Records for the task:

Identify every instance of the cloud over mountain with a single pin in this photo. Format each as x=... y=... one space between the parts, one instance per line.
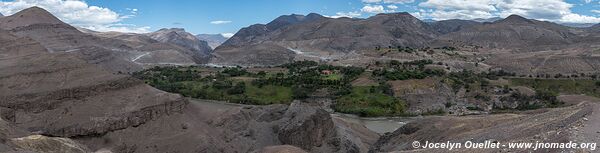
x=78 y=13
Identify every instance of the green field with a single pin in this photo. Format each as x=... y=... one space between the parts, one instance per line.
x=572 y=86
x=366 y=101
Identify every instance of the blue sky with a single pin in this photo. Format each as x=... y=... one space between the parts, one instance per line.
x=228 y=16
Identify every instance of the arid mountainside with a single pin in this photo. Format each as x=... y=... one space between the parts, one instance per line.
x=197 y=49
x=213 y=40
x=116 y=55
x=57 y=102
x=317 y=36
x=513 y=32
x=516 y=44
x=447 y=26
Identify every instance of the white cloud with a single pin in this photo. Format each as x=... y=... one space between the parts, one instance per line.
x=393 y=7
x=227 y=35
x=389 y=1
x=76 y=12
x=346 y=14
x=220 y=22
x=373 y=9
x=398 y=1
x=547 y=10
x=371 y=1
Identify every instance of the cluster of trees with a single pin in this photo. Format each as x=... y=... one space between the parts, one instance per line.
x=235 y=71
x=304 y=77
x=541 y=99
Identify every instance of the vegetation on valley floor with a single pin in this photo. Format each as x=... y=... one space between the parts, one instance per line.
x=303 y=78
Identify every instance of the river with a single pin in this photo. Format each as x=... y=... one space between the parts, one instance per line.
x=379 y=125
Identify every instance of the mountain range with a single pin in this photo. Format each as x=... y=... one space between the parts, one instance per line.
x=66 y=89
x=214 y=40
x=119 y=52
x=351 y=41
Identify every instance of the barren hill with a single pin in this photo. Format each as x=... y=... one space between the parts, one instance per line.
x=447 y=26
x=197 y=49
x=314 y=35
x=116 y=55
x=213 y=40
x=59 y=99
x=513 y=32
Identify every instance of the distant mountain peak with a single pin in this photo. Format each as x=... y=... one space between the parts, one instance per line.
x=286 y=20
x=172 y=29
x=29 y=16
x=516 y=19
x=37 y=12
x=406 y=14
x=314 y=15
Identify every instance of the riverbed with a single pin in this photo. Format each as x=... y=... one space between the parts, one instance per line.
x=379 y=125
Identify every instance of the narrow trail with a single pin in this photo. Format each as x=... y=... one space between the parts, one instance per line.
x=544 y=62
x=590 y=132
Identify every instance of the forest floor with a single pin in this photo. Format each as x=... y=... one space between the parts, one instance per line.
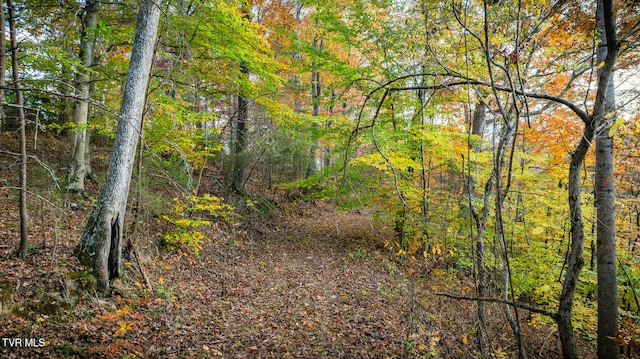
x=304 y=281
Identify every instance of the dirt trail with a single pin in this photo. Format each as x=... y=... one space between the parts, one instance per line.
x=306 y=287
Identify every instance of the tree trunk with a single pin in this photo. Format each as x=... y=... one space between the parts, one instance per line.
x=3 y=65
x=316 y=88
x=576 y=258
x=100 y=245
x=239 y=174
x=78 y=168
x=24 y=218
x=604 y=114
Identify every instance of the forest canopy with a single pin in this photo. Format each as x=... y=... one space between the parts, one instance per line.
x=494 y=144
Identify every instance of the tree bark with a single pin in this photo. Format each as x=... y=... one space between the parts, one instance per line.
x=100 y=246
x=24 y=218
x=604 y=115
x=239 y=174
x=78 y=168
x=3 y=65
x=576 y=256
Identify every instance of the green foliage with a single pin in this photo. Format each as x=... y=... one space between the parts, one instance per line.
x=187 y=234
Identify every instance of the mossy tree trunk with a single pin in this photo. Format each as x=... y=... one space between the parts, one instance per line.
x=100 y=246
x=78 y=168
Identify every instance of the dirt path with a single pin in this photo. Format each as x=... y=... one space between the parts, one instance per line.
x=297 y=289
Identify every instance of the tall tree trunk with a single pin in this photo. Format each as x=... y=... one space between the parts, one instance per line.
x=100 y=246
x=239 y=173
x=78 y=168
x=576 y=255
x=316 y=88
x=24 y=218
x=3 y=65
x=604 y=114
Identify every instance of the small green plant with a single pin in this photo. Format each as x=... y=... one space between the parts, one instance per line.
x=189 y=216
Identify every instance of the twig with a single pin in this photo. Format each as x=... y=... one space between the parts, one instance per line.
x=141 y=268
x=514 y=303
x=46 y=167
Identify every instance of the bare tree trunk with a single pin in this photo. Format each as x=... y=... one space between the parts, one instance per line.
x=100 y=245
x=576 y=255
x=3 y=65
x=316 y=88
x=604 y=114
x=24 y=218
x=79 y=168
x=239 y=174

Exercise task:
Reproduce every row above verbatim, omitting the pictures.

Answer to this exercise:
Identify every instance of the cloud over mountain with a single pin in this photo. Format each as x=... y=... one space between the parts, one instance per line.
x=78 y=13
Identify every instance of the green field with a single pin in this photo. Format each as x=... y=... one space between the parts, one instance per line.
x=572 y=86
x=366 y=101
Identify every instance of the blue sky with a single pin in this photo. Format each as x=... y=... one space between the parts, one instance per line.
x=228 y=16
Identify every instance of the arid mountainside with a single pin in this photo. Format each as x=... y=... one space between the parts, one instance per line.
x=197 y=49
x=213 y=40
x=116 y=55
x=57 y=102
x=317 y=36
x=513 y=32
x=516 y=44
x=447 y=26
Identify every instance of the white cloud with a single pin in this photo. Format each as x=... y=... one space between the parts, one instance per line.
x=393 y=7
x=227 y=35
x=389 y=1
x=76 y=12
x=346 y=14
x=220 y=22
x=373 y=9
x=398 y=1
x=547 y=10
x=371 y=1
Identify every instance of the cluster of trees with a single pin in this photo. Format each as x=... y=... one space between the parts, one instance per line.
x=235 y=71
x=304 y=77
x=541 y=99
Identify every instance of the vegetation on valley floor with a single pin in this photo. Format each as x=... y=... one space between the parts, one instance per line.
x=303 y=78
Identify every instance of the river with a single pin in this photo. Format each as x=... y=... one space between the parts, one instance per line.
x=379 y=125
Identify every instance of the mountain range with a single pin in this photo. Format each as x=... y=... one space between the parts, one instance per line.
x=66 y=89
x=214 y=40
x=119 y=52
x=351 y=41
Identify every instance of the barren hill with a single pin in this photo. Format each as x=... y=... one space between the parts, one instance per line.
x=447 y=26
x=197 y=49
x=314 y=35
x=116 y=55
x=213 y=40
x=59 y=99
x=513 y=32
Identify every instance of the distant mountain peak with a single pin in this photo. Format each as x=... y=... one space between the parts, one instance per line.
x=286 y=20
x=172 y=29
x=29 y=16
x=516 y=19
x=37 y=12
x=406 y=14
x=314 y=15
Identify every instance of the riverbed with a single pin in this photo. Format each as x=... y=... one space between the parts, one instance per line.
x=379 y=125
Identify every instance of the narrow trail with a single pin in this photo. Format each as x=... y=... one space between the parts, one instance per line.
x=544 y=62
x=590 y=132
Identify every instance of the forest floor with a single pin in this photo. Format each as x=... y=... one space between the parts, one instance per line.
x=304 y=281
Identify every instance of the dirt trail with a single pin in this photo. Format each as x=... y=... one space between the parts, one instance per line.
x=306 y=287
Identify every instance of the tree trunk with a single pin in this photo. Format each as x=... y=... one space between the parts, one instance per line.
x=3 y=65
x=316 y=88
x=576 y=258
x=100 y=245
x=239 y=174
x=78 y=168
x=24 y=218
x=604 y=114
Identify every instance of the forest canopy with a single pin in this photo. Format each as x=... y=... one space between the parts, one instance per line.
x=494 y=144
Identify every instance of the tree bark with a single pin in this photo. Format each as x=... y=... one space between the parts, one instance per line.
x=100 y=246
x=24 y=218
x=604 y=115
x=239 y=174
x=78 y=168
x=3 y=65
x=576 y=256
Identify every instance of the green foliage with a single pin in this photo. Format each as x=... y=... one space between the parts, one instance per line.
x=187 y=234
Identify every instance of the mossy tree trunk with a single pin in this photo. Format each as x=... y=... one space between the parts, one instance per line.
x=100 y=246
x=78 y=168
Identify every instance of the dirt path with a single pin in this photo. Format each as x=... y=... one space between the parts, one instance per line.
x=297 y=289
Identify every instance of the tall tree trunk with a single pin in this photo. Format each as x=... y=... one space between the parts, one instance per line.
x=100 y=246
x=239 y=173
x=78 y=168
x=576 y=255
x=316 y=88
x=24 y=218
x=3 y=65
x=604 y=114
Identify every instance of the small green plant with a single pin in this photo. Format each as x=... y=... one space between the parts, one instance per line.
x=189 y=216
Identify every instance of the twig with a single pin in this photo. Format each as x=... y=... one space between the parts, one instance per line.
x=141 y=268
x=514 y=303
x=46 y=167
Identify every instance of the bare tree trunk with a single pin in this photo. Format each as x=... y=... one space between the parts, one instance per line.
x=100 y=245
x=576 y=255
x=3 y=65
x=316 y=88
x=604 y=114
x=24 y=218
x=79 y=168
x=239 y=174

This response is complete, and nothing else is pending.